任务要求 1: 在这段讲去除 OLLVM 的引用原文里，作者用的是哪个版本的 binary ninja？

找到一个 ViewController handleButtonClick 函数，但是还是 OLLVM，所以打算手动修复一下 llvm-deobfuscator 的脚本，猜测：

（1）脚本不 work 的原因可能是函数一开始是有参数的。但是经过调研，了解插件的运行原理之后，发现是自己插件使用的有问题。

（2）继续调研后发现，即使正常调用脚本，也会出现错误，我真是服了，继续调研。

（3）我用的 binary ninja 3.5 的版本，很多 API 更新了。经过调研，应该就是这个问题。

Step4: 本来想将 x64 的脚本改成 ARM 的，但是发现很多地方都不适配，所以想自己写一个 binary ninja 的脚本。首先，找到此题目中 OLLVM 的规律。

规律 1：看黄框，每一个函数的开头都定义了一些变量，这些变量供下面的 cmp 使用。

规律 2：看红框，之后紧接着好多 cmp 指令，用于 dispatch。

规律 3：看蓝框，紧接着有好多实际的逻辑块，最后是 return 块。

那么，我们可以设计如下去 OLLVM 的算法：

1. 根据红框，确定要关注的变量，例如这里的 w11。
2. 计算黄框中 w11 的值，作为起始点。
3. 根据红框中其他的 cmp 变量，使用黄框计算出这些变量的值，并创建映射表，即 w11 = ?，应跳转到哪些实际块（蓝框与 return）。
4. 构建块之间的顺序。

但是我看其他函数好多还不是这个逻辑，头疼，打算用符号执行了。具体可以见 link2。

Step5: 符号执行可以使用 angr 或者 unicorn 工具。使用 angr 去 OLLVM 时，见 useful-scripts。Angr 去除 OLLVM 时，是直接以块为起点，模拟执行来找到下一个块的，如果在这个块之前还产生了某个事件，这个事件对这个块的执行流程产生了影响的，那么本次模拟处理的结果就是不准确的。相比而言，unicorn 在去除花指令或去除 OLLVM 方面更有优势，这是因为：unicorn 相当于一个虚拟 cpu，所以处理的细微程度高于 angr 的代码块级，修复出来的代码精度更高。

与 angr 类似，unicorn 写去 OLLVM 脚本的思路也是通过代码的CFG图，分析出代码块之间的关系，然后模拟执行每个代码块。但是 fallwind 的脚本是针对 ELF 文件的，我也懒得该脚本了。直接看 wp。wm 给出的 wp 是使用 iPhone 进行的 frida-hook，与我的解题思路不同。

Step6：wp 的复现，wp1，wp2。在 wp1 中，我一直不能使自己的 ipad 越狱，会出现以下报错，且我是 intel 的处理器（网上说只有 AMD 的处理器才会报这种错误）。

可以采取上题 ezandroid 中划分 block 的方法，对 handleButtonClick 函数进行分析。最终用 unicorn 脚本：

import idaapi
import idautils
from collections import defaultdict

from unicorn import *
from unicorn.arm64_const import *
from capstone import *

def get_function_blocks(func_ea):
    func = idaapi.get_func(func_ea)
    if not func:
        return None

    flowchart = idaapi.FlowChart(func)
    blocks = [b for b in flowchart]
    assert blocks is not None
    return blocks

def get_instructions_in_block(start_addr, end_addr):
    instructions = []
    for head in idautils.Heads(start_addr, end_addr):
        instructions.append((head, idc.GetDisasm(head)))
    return instructions

def divide_block_to_different_type(blocks):

    def find_entry_blocks(blocks):
        """ 入度为 0 """
        entry_blocks = []
        for block in blocks:
            if list(block.preds()) == []:
                entry_blocks.append(block)

已存数据:
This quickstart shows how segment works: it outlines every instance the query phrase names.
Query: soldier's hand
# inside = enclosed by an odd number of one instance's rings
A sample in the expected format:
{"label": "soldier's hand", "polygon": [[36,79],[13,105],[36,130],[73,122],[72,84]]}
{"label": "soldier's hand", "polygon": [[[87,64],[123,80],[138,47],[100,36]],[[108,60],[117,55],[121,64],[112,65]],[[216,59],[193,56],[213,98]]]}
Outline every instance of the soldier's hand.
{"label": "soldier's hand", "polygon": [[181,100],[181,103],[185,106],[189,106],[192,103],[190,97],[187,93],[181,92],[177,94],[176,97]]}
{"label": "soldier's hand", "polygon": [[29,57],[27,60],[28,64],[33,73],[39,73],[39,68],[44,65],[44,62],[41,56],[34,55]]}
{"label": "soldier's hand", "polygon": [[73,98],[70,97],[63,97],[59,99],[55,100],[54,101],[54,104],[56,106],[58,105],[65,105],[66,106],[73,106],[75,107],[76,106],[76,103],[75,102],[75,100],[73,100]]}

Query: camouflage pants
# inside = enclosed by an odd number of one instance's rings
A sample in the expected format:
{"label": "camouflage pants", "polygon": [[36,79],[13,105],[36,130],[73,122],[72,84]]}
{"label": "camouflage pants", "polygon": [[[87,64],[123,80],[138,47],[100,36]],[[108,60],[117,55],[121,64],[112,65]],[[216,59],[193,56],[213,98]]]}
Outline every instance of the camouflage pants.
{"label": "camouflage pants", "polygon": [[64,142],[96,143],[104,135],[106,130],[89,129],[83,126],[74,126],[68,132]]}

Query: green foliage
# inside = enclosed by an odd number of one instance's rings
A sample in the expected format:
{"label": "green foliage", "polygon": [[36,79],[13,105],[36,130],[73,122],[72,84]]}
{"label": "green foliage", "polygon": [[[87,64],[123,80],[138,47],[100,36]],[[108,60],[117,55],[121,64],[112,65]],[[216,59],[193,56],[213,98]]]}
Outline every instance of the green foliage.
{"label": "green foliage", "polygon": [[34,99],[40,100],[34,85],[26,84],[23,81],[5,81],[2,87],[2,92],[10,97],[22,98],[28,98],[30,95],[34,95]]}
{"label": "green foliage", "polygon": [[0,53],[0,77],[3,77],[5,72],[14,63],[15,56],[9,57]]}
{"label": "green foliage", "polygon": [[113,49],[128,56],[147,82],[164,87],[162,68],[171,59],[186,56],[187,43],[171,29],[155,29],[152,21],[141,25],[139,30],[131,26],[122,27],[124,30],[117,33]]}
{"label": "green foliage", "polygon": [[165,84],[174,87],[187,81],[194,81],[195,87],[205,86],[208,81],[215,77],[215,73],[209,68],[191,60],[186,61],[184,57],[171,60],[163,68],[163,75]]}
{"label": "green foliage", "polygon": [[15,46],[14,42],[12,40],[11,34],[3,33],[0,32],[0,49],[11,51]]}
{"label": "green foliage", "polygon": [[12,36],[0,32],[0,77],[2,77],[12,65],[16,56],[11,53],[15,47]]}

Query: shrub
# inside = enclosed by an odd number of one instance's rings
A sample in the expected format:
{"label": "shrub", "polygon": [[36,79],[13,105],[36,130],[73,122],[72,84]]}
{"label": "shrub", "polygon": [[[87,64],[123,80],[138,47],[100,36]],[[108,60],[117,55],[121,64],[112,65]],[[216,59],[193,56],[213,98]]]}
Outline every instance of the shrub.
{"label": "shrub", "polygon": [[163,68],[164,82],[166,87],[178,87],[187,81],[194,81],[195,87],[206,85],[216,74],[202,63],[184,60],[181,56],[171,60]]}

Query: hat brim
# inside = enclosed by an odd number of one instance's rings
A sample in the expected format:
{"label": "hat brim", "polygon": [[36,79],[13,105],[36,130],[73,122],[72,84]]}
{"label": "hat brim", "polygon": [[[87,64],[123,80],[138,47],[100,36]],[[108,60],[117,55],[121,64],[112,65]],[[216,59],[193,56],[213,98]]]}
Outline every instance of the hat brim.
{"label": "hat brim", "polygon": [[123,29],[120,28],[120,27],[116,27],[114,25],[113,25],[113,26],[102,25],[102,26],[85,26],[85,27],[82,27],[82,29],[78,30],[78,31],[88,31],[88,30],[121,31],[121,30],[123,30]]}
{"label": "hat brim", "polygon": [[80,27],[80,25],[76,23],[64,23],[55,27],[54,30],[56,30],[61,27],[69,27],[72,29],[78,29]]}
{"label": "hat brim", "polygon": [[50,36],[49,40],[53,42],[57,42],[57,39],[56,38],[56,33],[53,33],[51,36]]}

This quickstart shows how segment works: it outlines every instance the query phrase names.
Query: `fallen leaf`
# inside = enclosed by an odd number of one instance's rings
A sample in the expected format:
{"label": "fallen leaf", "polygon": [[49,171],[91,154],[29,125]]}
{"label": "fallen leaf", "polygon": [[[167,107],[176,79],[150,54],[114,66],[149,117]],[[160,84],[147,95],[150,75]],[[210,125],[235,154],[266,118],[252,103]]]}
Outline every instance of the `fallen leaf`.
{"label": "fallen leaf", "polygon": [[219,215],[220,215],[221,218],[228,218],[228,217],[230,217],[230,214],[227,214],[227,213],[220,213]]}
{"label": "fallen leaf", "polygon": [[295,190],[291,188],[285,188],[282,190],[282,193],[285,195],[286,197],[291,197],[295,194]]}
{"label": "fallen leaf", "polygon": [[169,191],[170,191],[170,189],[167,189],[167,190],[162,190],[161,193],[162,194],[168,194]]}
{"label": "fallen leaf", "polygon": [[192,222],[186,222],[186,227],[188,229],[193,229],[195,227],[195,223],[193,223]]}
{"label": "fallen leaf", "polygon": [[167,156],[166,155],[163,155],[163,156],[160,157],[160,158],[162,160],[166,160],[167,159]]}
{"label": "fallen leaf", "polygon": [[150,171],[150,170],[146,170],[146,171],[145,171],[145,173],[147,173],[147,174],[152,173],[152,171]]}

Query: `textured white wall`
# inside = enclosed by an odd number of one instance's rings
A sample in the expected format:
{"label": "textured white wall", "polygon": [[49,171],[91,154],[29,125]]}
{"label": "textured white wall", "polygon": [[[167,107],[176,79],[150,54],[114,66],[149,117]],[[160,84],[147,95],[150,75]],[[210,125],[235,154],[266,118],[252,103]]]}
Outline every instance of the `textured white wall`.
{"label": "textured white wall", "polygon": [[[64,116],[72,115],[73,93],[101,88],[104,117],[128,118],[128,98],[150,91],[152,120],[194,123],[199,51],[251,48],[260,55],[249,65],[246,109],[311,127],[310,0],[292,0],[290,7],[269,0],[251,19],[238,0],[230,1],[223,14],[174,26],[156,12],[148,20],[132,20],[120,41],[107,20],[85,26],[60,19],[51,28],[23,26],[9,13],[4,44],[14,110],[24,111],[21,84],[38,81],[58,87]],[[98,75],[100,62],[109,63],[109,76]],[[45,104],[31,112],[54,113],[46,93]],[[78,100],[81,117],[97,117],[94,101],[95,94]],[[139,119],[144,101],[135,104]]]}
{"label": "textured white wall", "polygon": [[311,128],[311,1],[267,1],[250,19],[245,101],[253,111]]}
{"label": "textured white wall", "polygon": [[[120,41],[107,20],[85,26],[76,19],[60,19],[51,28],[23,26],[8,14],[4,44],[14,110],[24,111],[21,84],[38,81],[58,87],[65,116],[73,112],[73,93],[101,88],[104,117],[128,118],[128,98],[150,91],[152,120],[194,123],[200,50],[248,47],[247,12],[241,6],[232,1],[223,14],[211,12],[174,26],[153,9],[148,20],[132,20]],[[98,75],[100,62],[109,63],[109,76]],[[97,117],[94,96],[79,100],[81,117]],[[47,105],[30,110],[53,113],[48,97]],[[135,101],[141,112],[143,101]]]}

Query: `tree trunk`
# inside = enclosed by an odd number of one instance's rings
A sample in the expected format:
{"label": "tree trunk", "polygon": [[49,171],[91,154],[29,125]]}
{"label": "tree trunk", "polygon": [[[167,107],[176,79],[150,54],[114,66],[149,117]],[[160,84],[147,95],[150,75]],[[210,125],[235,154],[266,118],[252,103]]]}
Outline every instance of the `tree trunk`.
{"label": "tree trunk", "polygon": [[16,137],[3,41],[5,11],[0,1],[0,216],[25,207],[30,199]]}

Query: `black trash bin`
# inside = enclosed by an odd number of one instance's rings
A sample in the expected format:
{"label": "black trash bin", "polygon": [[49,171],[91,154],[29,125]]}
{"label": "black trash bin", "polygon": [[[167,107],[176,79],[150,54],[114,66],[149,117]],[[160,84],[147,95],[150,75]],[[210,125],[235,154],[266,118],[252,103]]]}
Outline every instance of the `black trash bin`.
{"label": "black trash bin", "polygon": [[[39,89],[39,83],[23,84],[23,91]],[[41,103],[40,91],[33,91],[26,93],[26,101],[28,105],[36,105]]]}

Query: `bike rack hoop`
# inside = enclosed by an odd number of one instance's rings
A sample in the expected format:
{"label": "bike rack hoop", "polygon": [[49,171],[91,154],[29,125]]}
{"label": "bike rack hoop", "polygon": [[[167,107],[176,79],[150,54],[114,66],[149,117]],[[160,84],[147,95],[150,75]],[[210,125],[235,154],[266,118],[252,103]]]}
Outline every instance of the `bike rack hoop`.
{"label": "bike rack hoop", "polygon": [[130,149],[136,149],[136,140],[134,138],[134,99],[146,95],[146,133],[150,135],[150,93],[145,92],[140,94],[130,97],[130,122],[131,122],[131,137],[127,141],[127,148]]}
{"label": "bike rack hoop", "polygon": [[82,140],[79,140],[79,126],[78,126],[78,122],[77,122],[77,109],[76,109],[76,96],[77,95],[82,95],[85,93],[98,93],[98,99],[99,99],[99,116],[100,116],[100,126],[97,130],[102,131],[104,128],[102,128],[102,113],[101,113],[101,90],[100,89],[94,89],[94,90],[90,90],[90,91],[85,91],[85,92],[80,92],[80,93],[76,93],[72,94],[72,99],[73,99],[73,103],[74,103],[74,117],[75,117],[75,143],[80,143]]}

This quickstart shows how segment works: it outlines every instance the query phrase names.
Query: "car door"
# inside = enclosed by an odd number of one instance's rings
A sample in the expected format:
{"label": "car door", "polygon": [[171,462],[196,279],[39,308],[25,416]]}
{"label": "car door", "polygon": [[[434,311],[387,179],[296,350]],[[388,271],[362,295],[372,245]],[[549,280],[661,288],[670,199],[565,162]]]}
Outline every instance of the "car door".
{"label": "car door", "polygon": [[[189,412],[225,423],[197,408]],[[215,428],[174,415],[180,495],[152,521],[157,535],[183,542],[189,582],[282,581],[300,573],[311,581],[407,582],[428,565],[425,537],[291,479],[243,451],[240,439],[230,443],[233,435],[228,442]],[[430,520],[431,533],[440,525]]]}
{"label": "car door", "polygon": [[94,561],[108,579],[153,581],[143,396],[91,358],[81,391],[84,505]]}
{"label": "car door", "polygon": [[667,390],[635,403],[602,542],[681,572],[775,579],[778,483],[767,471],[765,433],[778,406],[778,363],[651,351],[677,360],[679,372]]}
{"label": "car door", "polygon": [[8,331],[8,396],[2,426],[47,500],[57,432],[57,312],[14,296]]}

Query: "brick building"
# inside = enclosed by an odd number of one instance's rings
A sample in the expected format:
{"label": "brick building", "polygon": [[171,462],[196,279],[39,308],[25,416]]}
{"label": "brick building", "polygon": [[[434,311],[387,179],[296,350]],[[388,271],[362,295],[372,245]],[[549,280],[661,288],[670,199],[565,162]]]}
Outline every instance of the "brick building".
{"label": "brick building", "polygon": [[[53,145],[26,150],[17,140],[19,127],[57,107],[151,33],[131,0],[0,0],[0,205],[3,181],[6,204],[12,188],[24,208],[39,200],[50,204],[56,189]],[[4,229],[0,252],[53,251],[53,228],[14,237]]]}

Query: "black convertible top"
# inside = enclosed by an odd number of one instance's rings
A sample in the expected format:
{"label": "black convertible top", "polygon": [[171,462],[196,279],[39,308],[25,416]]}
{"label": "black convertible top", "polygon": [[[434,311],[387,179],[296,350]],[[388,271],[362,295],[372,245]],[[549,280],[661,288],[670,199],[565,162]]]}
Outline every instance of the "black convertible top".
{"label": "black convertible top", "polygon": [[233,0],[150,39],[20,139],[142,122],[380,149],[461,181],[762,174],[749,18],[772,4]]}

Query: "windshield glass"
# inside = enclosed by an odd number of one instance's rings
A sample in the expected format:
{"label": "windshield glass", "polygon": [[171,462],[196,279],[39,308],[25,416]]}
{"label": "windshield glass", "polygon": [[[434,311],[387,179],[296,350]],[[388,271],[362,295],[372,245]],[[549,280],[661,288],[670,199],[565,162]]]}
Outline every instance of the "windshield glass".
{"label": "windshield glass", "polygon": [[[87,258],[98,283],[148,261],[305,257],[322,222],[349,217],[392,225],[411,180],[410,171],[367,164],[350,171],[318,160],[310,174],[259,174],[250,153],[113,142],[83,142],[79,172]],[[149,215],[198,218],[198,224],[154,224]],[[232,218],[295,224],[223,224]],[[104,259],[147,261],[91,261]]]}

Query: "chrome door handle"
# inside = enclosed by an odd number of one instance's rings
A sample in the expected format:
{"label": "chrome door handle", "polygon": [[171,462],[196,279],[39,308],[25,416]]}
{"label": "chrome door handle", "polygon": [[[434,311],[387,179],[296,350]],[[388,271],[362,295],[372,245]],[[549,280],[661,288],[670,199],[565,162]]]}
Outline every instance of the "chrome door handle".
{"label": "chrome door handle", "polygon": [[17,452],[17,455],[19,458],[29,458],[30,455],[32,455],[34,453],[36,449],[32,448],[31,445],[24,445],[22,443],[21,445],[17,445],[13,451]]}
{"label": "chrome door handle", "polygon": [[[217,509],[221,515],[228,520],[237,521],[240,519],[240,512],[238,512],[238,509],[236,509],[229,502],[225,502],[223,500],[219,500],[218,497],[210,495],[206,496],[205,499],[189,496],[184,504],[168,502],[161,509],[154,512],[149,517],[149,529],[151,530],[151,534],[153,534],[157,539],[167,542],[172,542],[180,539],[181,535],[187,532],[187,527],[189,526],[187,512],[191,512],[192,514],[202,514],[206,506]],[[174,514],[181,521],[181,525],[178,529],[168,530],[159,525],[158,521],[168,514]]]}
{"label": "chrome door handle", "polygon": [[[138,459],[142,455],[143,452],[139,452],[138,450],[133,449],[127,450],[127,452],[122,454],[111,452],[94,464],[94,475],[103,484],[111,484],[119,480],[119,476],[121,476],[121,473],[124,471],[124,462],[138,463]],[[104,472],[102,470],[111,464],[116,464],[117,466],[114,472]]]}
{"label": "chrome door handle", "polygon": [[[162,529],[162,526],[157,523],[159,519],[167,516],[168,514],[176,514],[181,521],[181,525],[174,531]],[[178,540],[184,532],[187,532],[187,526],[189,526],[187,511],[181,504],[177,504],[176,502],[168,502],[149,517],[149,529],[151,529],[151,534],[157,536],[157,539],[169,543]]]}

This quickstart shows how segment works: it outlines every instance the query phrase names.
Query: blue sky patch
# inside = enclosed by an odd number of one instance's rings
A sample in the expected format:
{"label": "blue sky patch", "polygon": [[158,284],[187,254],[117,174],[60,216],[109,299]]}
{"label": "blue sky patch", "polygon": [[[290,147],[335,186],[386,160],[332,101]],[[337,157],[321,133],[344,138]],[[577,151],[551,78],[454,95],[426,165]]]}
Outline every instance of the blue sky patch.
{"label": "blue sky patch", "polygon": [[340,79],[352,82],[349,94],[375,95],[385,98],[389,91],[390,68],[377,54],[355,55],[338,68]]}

任务要求 2: 把上面数据里所有含有“trunk”这个词的行都摘出来。

完整解答 1: binary ninja 3.5 版本。

完整解答 2:
Query: `tree trunk`
{"label": "tree trunk", "polygon": [[49,171],[91,154],[29,125]]}
{"label": "tree trunk", "polygon": [[[167,107],[176,79],[150,54],[114,66],[149,117]],[[160,84],[147,95],[150,75]],[[210,125],[235,154],[266,118],[252,103]]]}
Outline every instance of the `tree trunk`.
{"label": "tree trunk", "polygon": [[16,137],[3,41],[5,11],[0,1],[0,216],[25,207],[30,199]]}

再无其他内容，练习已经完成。